PAGE EXCERPT Block Start

Design and construction
- Architect: Sydney Mitchell
- Architecture firm: Sydney Mitchell and Wilson

Website
- eusa.ed.ac.uk

Listed Building – Category B
- Designated: 13 December 1970
- Reference no.: LB27998

= Teviot Row House =

Students' union building in Edinburgh, Scotland

Teviot Row House, or Teviot (/ˈtiːviət/), is one of the student union buildings at the University of Edinburgh, Scotland. Run by Edinburgh University Students' Association (EUSA), the building in Bristo Square is the oldest purpose built student union building in the world, having been opened in 1889.

== Facilities ==

Teviot has six bars, including The Library Bar serving food à la carte; The New Amphion café and bar with counter meals alongside meals à la carte; The Underground nightclub; the union's original single bar, The Lounge Bar; The Loft Bar, complete with a roof terrace; and The Sports Bar with live sport and billiard tables. Other rooms include The Debating Hall, The Dining Room and The Study, alongside several smaller meeting rooms available to student societies. In 2014 the privately operated Teviot Print Shop was opened in the reception area.

PAGE EXCERPT Block End
PROVIDED DATA Block Start

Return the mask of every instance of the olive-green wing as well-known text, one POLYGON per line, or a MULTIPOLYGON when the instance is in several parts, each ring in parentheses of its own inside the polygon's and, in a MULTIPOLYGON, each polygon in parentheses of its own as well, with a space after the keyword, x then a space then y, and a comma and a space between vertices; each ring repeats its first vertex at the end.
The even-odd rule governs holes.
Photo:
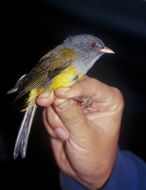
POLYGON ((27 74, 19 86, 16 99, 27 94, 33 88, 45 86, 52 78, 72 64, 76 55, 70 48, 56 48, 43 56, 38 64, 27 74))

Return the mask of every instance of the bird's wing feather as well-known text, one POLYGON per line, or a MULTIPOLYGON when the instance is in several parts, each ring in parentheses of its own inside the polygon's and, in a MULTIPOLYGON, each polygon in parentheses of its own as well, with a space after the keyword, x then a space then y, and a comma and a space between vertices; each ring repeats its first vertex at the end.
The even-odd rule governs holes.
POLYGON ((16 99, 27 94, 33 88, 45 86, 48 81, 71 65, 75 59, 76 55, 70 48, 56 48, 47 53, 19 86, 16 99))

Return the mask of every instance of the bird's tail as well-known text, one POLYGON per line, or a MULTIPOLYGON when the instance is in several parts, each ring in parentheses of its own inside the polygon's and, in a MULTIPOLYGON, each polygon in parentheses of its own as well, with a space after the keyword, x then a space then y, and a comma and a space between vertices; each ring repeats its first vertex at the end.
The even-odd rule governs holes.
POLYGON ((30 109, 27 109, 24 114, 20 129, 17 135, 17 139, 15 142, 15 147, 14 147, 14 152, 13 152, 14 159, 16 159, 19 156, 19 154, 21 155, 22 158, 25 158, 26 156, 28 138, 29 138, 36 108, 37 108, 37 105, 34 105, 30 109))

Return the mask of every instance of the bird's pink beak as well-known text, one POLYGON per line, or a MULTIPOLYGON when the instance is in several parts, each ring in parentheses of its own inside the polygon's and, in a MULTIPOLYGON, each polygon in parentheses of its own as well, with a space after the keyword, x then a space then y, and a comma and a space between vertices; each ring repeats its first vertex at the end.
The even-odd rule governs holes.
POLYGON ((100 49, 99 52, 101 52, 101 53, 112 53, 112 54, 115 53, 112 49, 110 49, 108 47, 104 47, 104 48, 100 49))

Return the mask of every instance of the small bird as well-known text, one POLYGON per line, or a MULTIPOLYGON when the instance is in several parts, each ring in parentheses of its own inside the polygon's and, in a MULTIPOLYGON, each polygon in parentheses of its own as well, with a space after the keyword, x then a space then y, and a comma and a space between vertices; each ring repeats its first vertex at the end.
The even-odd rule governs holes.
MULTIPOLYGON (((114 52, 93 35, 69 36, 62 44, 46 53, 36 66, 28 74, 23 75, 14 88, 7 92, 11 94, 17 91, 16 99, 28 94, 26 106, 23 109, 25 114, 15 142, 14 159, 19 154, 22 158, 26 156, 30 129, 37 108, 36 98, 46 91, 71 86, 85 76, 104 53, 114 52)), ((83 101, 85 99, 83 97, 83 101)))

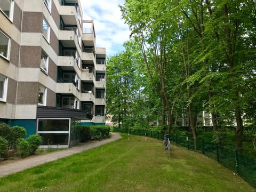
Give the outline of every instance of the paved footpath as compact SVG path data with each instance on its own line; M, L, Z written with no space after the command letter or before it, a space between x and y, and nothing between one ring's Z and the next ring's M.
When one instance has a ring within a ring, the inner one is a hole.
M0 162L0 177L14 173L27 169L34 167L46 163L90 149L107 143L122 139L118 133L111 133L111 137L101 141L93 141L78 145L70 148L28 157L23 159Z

PROVIDED DATA Block End

QUESTIONS ON THE MATERIAL:
- 1) In the Teviot Row House excerpt, which bar comes with a roof terrace?
- 2) Please write the next part of the Teviot Row House excerpt, picking up right after its final sentence.
The records come from a different source than the Teviot Row House excerpt.

ANSWERS BY ITEM NUMBER:
- 1) The Loft Bar.

- 2)
== Activities ==

During the university period Teviot hosts a number of regular events catered towards local students. These include Open Mic Nights, Monday Night Jazz, club nights and a popular Sunday night Teviot Pursuits pub quiz. Special one-off annual events using the entire building include a Christmas party, the Graduation Ball, and a Hallowe'en party. The building also plays host to EUSA's regular democratic meetings and student society events.

During the Edinburgh Festival, the building is used by the Gilded Balloon and is one of the city's largest Fringe venues. It was formerly the venue for the Fringe Club, and in modern times is configured to create eight performance spaces, eight bars, and a café.

==Architecture==
Teviot was built in Hailes sandstone in a 16th-century Scots palace style with a coped crowstepped and pinnacled gables clasped by drum towers of the Falkland or Holyrood type but with large windows. It features large late Gothic traceried windows. In 1905 the 16th-century style west wing, containing the dining hall, library bar and sports bar, was completed in squared coursed sandstone rubble with ashlar dressings. In 1962 a Modernist style extension was added to the rear, containing the study and the billiards room. Prior to construction the site housed Lord Ross's house, built c. 1740, which later became a lying-in hospital from 1793 to 1842.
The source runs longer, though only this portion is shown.